* DOCUMENT EXTRACT:
Start of Block

#!/bin/sh
#=========================================================================
# Create a group of jobs to run at regular intervals         --- block ---
# $Id$
#=========================================================================
#
# Larry Solheim  ...Nov 2013
#=========================================================================
#
#     keyword :: block
# description :: run a block of jobs at regular intervals
#
#
  set -a
  . betapath2

#  * ........................... Parmsub Parameters ......................

  uxxx='uxxx'; runid="job000"; nqsprfx="${runid}_"; nqsext=''
  crawork="${runid}_job"; username="acrnxxx"; user="XXX";

  jobname=block;
  stime=1800; gptime=$stime; time=$stime
  memory1="5000mb"; memory=$memory1

  noprint=on

  # nextjob must be off, always
  eval nextjob\=off

  debug=off

  # Temporary directory where this script will run
  block_CCRNTMP=''
  CCRNTMP=${block_CCRNTMP:=$CCRNTMP}

  # RUNPATH on execution machine
  block_RUNPATH=''
  RUNPATH=${block_RUNPATH:=$RUNPATH}

#=#=#=#=#=#=#=#=#=#=#=#=#=#=#=#=#=#
#=#=#   Begin execute script  #=#=#
#=#=#=#=#=#=#=#=#=#=#=#=#=#=#=#=#=#

  . comjcl.cdk
cat > Execute_Script <<'end_of_script'

  # Auto export is required for make_file_name_list
  set -a

  # ---Start_submit_ignore_code----

  # These variables are set when the job string is created
  previous_year=NotSet
  previous_month=NotSet

  current_year=NotSet
  current_month=NotSet

  next_year=NotSet
  next_month=NotSet

  run_start_year=NotSet
  run_start_month=NotSet
  run_stop_year=NotSet
  run_stop_month=NotSet

  # Indicate how cccjob should be invoked
  # Setting CCCJOB_ROOT will allow a job specific version of cccjob to used
  CCCJOB_ROOT=''
  if [ -z "$CCCJOB_ROOT" ]; then
    CCCJOB_ENV=''
    MAKE_FILE_NAME_LIST=make_file_name_list
    cccjob_root_def=''
  else
    eval CCCJOB_ENV=\'env CCCJOB_ROOT\=$CCCJOB_ROOT\'
    MAKE_FILE_NAME_LIST="$CCCJOB_ROOT/bin/make_file_name_list"

End of Block

* DATASET CONTENT:
Start of Block

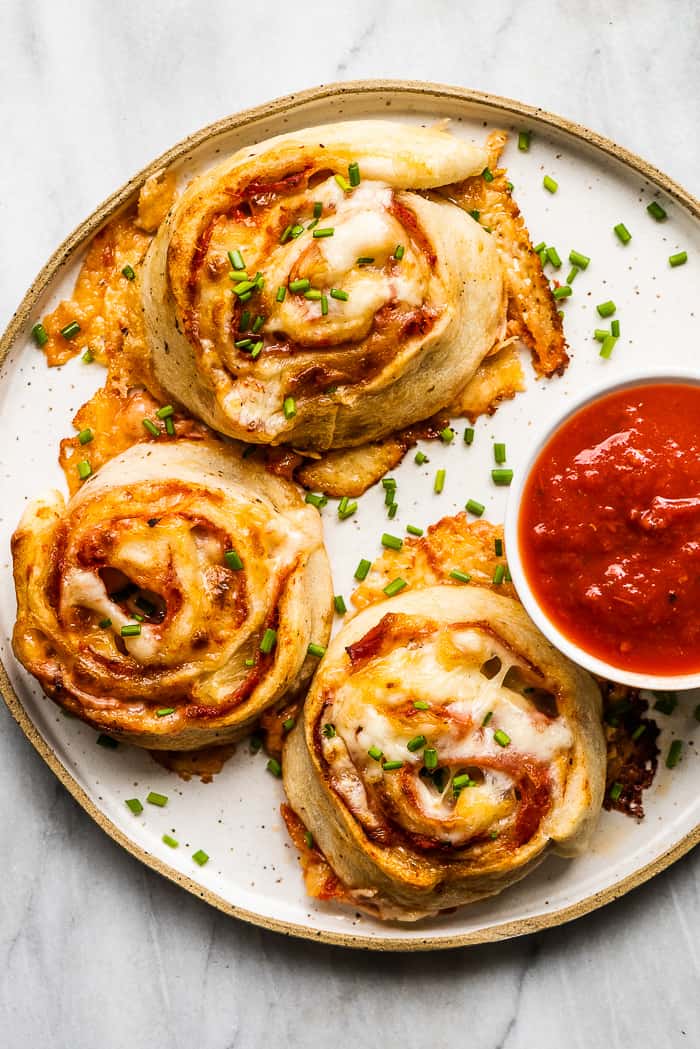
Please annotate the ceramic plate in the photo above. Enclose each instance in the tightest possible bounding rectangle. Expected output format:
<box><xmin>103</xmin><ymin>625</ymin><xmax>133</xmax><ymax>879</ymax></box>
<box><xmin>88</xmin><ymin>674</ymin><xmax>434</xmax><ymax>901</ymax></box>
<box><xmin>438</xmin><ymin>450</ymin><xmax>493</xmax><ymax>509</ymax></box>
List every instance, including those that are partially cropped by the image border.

End of Block

* TASK DETAILS:
In the shell script, why is `set -a` run again at the start of Execute_Script?

* RESPONSE BELOW:
The script's comment says auto export is required for make_file_name_list, so `set -a` is set there to turn on automatic export.